Written exercise
Retype the listing from the line that contains "Where can you spot the cloud" through the end of the listing, keeping both of those lines and changing nothing.
+++
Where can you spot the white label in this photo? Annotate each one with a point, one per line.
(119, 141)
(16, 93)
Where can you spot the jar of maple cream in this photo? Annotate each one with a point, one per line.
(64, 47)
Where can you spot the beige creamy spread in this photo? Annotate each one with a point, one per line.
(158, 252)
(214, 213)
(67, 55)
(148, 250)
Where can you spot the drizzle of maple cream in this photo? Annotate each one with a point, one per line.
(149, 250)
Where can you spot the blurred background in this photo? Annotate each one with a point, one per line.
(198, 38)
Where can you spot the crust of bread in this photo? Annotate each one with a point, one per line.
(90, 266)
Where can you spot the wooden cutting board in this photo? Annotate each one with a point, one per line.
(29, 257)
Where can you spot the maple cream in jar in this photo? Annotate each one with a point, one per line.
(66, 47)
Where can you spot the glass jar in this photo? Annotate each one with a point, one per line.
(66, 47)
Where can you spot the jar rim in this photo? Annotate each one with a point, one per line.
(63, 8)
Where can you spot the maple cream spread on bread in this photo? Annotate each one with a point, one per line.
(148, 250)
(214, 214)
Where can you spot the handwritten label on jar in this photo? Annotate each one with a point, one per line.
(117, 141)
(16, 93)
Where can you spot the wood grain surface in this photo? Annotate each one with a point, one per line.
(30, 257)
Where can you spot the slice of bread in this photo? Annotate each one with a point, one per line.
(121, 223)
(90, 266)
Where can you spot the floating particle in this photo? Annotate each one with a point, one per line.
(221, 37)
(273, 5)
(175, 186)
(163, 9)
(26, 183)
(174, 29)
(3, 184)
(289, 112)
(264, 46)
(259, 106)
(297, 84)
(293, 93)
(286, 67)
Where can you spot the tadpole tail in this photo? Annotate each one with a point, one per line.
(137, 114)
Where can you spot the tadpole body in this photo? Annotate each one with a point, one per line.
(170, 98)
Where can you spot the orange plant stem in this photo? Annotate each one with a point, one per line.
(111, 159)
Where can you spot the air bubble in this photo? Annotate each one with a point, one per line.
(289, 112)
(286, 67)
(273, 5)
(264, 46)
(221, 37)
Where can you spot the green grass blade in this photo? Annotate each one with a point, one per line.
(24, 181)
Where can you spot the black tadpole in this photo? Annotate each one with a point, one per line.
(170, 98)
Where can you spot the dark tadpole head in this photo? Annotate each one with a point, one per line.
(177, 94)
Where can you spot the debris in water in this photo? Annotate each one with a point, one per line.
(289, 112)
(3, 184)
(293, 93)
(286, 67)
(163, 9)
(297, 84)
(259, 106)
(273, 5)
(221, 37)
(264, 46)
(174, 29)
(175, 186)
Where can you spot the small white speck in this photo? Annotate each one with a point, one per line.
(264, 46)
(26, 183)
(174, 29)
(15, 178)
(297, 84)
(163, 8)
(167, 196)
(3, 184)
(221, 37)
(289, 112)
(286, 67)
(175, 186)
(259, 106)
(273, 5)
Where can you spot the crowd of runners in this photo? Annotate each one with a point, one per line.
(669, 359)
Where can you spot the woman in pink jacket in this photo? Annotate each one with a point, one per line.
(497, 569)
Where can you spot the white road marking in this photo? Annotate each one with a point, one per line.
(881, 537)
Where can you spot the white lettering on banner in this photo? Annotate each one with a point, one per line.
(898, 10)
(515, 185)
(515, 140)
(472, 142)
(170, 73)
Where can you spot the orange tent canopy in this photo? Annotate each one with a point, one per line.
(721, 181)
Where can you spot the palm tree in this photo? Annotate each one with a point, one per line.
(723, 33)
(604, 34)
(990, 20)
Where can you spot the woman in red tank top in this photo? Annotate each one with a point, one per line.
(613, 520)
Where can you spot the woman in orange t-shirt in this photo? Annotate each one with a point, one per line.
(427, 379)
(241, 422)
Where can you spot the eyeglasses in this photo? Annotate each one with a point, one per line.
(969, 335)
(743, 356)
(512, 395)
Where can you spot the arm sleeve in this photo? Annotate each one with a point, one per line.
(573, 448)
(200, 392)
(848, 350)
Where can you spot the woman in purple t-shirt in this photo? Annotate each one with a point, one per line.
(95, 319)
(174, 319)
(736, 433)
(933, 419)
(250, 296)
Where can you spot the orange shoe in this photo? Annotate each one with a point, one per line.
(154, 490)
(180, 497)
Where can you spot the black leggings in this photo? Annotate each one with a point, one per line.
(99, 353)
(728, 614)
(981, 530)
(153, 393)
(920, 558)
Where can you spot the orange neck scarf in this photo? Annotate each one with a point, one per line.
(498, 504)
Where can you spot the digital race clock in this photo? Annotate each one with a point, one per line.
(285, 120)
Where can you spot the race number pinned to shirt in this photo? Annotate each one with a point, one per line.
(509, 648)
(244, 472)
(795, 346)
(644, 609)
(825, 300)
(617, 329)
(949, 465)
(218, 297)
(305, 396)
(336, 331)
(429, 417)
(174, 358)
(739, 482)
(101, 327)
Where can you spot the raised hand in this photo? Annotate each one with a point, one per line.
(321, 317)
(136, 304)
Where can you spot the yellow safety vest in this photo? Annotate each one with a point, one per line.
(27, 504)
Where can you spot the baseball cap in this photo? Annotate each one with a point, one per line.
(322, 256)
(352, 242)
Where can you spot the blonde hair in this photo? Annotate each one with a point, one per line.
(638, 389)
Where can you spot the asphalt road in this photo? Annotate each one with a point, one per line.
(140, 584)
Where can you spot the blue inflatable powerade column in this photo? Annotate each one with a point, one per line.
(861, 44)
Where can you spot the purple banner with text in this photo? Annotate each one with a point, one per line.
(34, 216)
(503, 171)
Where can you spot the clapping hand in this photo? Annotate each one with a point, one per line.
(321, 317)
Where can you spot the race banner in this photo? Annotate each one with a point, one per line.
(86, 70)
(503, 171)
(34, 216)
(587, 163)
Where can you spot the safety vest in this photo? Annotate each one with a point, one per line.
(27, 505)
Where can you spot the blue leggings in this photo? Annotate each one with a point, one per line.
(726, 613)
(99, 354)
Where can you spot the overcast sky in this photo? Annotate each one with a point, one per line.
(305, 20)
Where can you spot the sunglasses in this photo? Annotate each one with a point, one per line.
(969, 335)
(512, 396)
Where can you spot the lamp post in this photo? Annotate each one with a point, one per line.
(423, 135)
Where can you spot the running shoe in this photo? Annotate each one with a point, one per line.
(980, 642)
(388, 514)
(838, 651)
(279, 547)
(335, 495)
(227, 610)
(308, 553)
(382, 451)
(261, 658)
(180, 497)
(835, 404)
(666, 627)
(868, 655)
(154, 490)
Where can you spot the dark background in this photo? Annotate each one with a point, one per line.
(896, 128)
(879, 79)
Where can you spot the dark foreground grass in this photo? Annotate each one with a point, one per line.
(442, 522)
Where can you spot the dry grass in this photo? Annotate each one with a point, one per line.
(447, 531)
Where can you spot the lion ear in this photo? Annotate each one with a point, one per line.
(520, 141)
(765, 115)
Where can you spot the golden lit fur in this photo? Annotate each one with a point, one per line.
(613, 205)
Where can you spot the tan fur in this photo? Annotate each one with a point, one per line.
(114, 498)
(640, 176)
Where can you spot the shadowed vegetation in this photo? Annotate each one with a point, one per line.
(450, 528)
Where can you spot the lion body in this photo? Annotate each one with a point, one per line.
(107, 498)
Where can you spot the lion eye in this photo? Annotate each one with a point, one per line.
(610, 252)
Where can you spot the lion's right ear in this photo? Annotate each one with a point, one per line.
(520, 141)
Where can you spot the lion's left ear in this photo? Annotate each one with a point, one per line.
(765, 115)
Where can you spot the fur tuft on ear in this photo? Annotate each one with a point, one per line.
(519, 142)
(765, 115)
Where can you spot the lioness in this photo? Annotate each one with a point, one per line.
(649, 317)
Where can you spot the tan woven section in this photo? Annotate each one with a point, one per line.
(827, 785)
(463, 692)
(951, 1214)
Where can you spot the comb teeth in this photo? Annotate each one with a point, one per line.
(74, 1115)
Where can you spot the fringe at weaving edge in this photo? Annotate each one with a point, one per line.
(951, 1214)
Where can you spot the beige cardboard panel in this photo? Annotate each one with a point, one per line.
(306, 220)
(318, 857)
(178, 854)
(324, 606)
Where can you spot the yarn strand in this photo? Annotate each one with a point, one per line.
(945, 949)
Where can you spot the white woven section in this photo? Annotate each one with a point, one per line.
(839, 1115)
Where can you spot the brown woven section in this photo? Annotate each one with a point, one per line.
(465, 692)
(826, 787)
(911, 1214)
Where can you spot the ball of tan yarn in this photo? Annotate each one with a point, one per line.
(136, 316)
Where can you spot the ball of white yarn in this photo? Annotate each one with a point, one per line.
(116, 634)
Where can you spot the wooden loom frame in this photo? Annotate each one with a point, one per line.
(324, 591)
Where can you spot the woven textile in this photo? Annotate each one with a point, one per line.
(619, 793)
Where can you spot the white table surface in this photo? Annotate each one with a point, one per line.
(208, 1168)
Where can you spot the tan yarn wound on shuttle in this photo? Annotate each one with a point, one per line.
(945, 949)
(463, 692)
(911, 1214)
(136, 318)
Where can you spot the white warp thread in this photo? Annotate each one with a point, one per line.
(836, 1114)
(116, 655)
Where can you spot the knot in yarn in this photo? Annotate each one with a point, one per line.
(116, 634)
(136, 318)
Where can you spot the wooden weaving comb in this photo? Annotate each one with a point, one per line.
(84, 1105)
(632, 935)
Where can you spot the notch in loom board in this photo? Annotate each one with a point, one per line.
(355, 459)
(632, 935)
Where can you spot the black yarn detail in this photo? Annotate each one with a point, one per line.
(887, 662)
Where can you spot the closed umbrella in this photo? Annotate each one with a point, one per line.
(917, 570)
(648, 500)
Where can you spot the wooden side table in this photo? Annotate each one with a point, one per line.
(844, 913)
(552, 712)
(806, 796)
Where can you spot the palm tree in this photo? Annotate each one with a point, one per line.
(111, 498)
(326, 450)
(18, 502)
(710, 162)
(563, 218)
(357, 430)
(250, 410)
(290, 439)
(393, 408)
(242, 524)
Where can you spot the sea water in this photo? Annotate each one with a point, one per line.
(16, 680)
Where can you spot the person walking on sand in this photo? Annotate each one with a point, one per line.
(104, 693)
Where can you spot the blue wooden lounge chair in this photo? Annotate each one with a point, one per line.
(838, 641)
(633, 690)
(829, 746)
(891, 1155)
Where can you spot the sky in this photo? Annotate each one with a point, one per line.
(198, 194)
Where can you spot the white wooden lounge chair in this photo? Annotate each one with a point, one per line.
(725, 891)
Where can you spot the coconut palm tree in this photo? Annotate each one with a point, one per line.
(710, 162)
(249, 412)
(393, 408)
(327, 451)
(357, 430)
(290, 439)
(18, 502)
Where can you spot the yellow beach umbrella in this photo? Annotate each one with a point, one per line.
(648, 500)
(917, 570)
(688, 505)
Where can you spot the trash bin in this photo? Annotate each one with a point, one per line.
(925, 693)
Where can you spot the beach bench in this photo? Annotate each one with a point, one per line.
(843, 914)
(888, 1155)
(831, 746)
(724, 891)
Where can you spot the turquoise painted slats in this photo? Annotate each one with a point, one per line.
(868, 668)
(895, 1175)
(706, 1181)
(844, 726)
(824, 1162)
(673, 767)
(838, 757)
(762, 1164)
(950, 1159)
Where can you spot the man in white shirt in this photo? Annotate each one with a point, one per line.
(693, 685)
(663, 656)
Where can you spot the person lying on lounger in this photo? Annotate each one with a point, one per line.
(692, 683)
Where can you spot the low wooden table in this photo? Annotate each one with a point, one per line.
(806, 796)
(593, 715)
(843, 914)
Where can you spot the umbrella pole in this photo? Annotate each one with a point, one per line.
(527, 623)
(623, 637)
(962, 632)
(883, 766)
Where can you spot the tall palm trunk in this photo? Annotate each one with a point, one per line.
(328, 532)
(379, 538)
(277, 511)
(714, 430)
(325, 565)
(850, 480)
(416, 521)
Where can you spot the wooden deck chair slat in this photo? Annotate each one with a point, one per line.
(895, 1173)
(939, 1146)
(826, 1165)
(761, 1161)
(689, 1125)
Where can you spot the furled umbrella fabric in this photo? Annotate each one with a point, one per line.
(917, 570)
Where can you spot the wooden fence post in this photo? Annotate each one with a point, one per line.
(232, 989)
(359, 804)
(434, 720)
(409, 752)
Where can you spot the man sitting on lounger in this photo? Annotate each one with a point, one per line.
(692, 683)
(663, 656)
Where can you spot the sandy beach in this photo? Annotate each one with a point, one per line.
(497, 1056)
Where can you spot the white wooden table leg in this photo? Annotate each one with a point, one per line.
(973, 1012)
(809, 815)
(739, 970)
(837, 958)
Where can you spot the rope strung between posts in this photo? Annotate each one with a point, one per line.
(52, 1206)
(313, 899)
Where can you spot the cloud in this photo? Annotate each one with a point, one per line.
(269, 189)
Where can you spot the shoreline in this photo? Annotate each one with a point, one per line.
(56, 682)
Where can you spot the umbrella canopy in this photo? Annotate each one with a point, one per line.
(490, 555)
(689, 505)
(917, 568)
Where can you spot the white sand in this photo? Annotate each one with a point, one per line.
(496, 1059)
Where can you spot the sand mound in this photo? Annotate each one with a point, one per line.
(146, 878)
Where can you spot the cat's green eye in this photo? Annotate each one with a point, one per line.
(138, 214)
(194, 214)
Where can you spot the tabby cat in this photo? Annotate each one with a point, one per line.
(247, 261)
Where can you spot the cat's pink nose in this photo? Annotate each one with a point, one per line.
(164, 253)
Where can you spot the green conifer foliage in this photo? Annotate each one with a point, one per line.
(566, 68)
+++
Response for this exercise
Where can you spot the cloud in this photo? Annotate each one with a point, one per line.
(269, 189)
Where can you spot the shoreline in this photo? Annotate each one with a point, one per line.
(56, 682)
Where can you spot the umbrella canopy in this photo? Annotate each one with a point, one per line.
(490, 555)
(689, 505)
(917, 568)
Where can you spot the white sand in this photo? Annotate each one with a point, one per line.
(496, 1059)
Where can you spot the sand mound in this photo? Annotate each one with a point, one per line.
(146, 878)
Where can you spot the cat's green eye in this photo? Annotate each one with a point, one per line.
(138, 214)
(194, 214)
Where can you spot the tabby cat in this photo? Annotate each one with a point, one per line.
(247, 261)
Where can you spot the cat's pink nose in this photo? Annotate each one with a point, one per line.
(164, 253)
Where can you spot the green conifer foliage in this photo? Annotate each one with a point, one per line.
(566, 68)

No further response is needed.